▶ [Document segment]
The Science of Contact Lenses

 

Contact Lenses pic

Contact Lenses
Image: sciencedaily.com

Robert Deck serves as an optometrist in the office of Todd Harris and Associates in Lapeer, Michigan. Robert Deck draws on more than 20 years of experience in caring for Michigan patients and is experienced in working with patients who wear contact lenses.

At the most basic level, contact lenses function largely like tiny eye glasses. They help to refract light entering an eye that, due to structural abnormalities, does not focus light in a way that supports clear vision.

For patients with nearsightedness, uncorrected vision means that light entering the eye focuses to a point before it reaches the retina. Contact lenses for this condition effectively reduce the angle of focus, so that the focus point shifts backward to the retina. Lenses for patients with farsightedness, by contrast, increase the focusing power of the eye so that light does not hit the retina before it has had a chance to converge.

▶ [Required action 1] In the contact lens article, where does light entering an uncorrected nearsighted eye focus?
▶ [Required action 2] Carry on with the article on the science of contact lenses from the point where it ends.

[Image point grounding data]
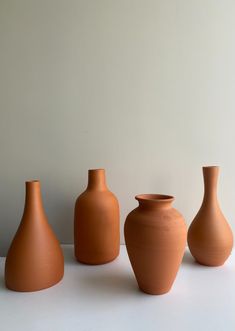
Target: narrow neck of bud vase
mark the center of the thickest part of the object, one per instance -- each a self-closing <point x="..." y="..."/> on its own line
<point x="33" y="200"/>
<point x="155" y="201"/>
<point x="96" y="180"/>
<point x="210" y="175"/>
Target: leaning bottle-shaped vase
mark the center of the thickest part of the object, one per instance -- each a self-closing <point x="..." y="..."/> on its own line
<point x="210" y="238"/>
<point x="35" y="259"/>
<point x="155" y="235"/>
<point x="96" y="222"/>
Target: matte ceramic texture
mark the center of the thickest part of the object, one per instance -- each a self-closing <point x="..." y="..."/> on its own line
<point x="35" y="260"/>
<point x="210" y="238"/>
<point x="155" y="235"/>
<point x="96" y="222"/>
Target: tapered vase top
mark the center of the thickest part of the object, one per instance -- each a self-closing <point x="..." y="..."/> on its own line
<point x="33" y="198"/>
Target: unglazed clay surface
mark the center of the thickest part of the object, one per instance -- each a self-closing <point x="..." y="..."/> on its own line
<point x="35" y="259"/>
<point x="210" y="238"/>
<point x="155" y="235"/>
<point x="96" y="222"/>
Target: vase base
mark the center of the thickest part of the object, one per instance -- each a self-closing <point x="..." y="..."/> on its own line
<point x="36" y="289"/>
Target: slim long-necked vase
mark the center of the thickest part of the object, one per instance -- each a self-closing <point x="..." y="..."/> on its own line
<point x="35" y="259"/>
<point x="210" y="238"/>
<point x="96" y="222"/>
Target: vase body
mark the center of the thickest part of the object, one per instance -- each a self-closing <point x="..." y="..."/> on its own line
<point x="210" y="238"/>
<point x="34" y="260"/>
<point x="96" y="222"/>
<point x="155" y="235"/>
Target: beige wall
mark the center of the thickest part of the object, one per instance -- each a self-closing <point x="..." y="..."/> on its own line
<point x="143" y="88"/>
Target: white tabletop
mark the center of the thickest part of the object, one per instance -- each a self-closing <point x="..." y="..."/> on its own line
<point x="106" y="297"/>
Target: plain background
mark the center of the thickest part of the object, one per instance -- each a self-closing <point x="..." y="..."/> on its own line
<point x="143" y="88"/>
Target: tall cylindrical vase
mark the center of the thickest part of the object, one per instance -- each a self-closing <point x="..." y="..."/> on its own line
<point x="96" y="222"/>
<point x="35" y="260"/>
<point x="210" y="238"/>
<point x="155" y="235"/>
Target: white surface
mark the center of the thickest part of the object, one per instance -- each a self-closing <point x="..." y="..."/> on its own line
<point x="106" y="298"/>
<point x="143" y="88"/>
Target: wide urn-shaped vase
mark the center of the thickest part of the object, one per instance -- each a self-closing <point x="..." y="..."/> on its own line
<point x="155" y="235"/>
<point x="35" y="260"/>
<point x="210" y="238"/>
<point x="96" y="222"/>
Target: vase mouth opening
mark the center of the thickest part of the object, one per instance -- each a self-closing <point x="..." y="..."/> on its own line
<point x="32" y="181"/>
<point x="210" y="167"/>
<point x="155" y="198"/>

▶ [Expected answer 1] It focuses to a point before it reaches the retina.

▶ [Expected answer 2]
Because a contact lens rests on the cornea, it can perform this function without nearly the surface area of a typical eyeglass lens. The optic zone, which provides vision correction, only needs to be as large as the pupil, while the rest of the lens allows for fit to the eyeball. A pair of glasses must have a significantly larger optic zone, as the refracted light must travel much farther to reach the eye, just as a window must be larger than a peephole to view the street from across a room.

Contact lenses can be used to correct nearsightedness, farsightedness, individuals with astigmatism and even people who wear bifocals. Dr. Robert Deck, of Michigan, also uses contact lenses in the treatment of ocular disease and trauma. Cometic contact lenses that can change eye color are also available.